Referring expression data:
--------------------------------------------------

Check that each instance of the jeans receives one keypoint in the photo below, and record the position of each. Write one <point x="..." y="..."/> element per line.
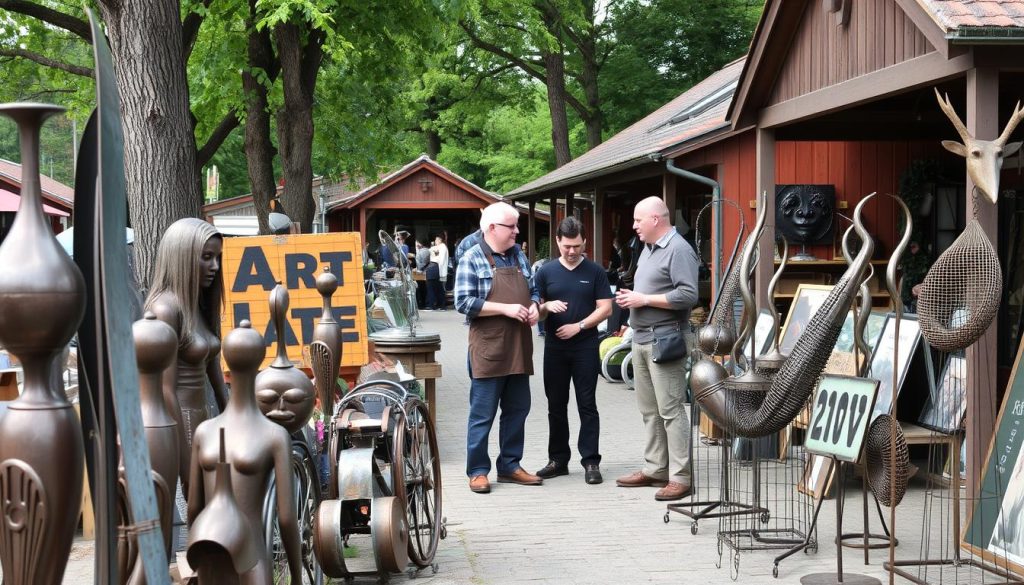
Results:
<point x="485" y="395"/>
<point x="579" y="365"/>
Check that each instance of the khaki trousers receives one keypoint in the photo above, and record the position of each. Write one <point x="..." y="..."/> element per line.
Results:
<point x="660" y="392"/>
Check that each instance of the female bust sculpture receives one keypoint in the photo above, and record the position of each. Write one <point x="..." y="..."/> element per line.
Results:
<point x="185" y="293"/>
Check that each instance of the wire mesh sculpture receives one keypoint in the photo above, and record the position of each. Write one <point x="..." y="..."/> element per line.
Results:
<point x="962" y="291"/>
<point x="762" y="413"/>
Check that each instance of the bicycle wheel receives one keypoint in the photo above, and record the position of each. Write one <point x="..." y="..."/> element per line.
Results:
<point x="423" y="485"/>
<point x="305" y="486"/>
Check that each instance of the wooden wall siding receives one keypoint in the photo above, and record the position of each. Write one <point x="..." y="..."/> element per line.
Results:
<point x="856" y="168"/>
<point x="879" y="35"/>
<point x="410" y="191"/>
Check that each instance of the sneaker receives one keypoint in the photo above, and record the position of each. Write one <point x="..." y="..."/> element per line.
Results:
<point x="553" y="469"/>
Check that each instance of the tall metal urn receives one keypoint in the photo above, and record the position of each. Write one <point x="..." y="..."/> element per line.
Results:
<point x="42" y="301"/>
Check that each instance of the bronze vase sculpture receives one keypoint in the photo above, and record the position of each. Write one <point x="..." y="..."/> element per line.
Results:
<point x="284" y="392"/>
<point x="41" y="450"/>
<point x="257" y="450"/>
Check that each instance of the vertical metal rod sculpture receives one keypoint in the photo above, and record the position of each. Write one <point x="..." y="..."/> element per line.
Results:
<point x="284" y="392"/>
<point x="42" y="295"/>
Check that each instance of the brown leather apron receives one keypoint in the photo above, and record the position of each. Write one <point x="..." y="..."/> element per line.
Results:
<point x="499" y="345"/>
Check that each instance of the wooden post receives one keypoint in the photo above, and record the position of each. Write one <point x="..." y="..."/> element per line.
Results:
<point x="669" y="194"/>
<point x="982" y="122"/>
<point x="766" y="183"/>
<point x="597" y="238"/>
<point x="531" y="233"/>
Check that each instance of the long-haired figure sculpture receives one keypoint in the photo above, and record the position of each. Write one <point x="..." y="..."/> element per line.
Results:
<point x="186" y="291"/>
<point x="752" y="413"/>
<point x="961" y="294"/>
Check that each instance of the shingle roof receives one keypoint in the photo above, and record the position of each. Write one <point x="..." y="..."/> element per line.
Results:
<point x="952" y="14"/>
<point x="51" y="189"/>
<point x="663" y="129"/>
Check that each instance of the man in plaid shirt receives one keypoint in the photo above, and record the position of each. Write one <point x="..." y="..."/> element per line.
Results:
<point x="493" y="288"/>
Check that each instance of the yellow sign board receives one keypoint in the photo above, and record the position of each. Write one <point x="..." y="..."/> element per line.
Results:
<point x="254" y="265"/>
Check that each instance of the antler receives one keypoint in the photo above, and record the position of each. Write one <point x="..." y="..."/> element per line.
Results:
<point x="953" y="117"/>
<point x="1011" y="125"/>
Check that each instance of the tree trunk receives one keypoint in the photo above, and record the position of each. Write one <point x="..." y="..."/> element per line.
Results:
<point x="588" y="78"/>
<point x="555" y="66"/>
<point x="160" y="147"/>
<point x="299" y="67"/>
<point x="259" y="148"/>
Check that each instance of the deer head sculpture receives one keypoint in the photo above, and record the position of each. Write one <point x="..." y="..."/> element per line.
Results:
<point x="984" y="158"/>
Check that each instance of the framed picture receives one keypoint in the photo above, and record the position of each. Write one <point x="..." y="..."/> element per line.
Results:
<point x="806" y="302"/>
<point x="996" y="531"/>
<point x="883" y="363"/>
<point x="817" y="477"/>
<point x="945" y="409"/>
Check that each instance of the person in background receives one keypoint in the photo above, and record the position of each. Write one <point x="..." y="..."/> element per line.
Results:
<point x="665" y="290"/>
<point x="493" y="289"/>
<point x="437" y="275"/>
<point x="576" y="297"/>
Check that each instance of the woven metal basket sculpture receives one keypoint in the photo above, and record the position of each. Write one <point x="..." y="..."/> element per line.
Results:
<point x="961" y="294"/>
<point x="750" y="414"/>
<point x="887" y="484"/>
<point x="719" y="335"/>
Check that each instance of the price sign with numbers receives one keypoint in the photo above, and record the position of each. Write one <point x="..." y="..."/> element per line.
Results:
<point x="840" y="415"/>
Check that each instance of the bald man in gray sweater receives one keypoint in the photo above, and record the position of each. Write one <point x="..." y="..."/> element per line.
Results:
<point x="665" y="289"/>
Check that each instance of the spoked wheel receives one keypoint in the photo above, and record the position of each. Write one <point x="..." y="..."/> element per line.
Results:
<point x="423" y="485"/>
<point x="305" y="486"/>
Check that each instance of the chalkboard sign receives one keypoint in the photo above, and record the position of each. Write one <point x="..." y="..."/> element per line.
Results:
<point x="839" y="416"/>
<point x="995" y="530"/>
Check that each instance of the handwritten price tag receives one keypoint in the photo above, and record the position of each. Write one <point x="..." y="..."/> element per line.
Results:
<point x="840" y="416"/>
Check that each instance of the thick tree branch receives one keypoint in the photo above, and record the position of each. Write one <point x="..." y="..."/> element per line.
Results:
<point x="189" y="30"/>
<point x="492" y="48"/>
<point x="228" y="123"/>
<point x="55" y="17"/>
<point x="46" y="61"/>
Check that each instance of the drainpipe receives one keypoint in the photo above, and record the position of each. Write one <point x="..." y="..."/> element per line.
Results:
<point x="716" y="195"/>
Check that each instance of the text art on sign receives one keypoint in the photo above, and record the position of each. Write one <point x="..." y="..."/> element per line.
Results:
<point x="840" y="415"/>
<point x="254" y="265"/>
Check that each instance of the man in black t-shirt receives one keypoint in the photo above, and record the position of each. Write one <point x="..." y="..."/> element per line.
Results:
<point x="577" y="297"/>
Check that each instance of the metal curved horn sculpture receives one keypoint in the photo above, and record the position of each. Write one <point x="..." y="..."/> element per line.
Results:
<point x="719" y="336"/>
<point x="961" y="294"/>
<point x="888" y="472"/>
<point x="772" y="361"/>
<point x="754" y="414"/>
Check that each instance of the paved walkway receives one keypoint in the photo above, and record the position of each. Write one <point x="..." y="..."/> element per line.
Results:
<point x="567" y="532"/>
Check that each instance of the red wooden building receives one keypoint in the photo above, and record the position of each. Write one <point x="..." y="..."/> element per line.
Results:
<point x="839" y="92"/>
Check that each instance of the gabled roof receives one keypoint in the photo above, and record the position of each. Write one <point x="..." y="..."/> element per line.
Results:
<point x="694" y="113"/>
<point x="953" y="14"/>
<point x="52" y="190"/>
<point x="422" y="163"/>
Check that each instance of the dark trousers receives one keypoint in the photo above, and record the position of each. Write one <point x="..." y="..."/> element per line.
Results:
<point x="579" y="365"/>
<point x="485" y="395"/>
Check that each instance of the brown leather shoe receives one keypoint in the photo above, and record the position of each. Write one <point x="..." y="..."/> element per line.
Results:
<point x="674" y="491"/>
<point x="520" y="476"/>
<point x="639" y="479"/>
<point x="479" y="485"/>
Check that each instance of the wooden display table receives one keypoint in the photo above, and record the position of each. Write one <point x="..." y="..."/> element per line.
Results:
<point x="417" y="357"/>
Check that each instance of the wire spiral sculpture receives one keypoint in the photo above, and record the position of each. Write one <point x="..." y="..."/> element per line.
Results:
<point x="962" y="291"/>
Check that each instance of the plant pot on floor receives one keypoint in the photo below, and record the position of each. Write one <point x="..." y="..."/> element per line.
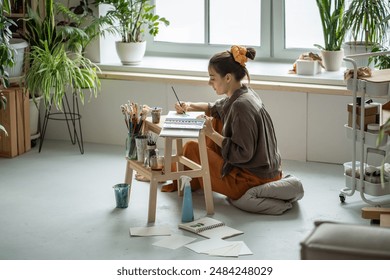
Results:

--------------------------------------------------

— EXERCISE REQUIREMENTS —
Your answer should consist only of the lines above between the line holding "Check that each instance of the paved" and the line holding "Check that each instance of the gabled", inclusive, each transcribed exactly.

— SOLUTION TO THE PROBLEM —
Check that each instance of the paved walkway receives one keypoint in the photo above, and record the position of each. Write one <point x="..." y="..."/> element per line.
Results:
<point x="567" y="532"/>
Check that each instance of the red wooden building receives one keypoint in the photo above, and record the position of each. Write one <point x="..." y="..."/> element per line.
Results:
<point x="839" y="92"/>
Check that each instance of the gabled roof receives one keypoint in the photo above, and record the position of each. Write one <point x="..." y="..."/> element per line.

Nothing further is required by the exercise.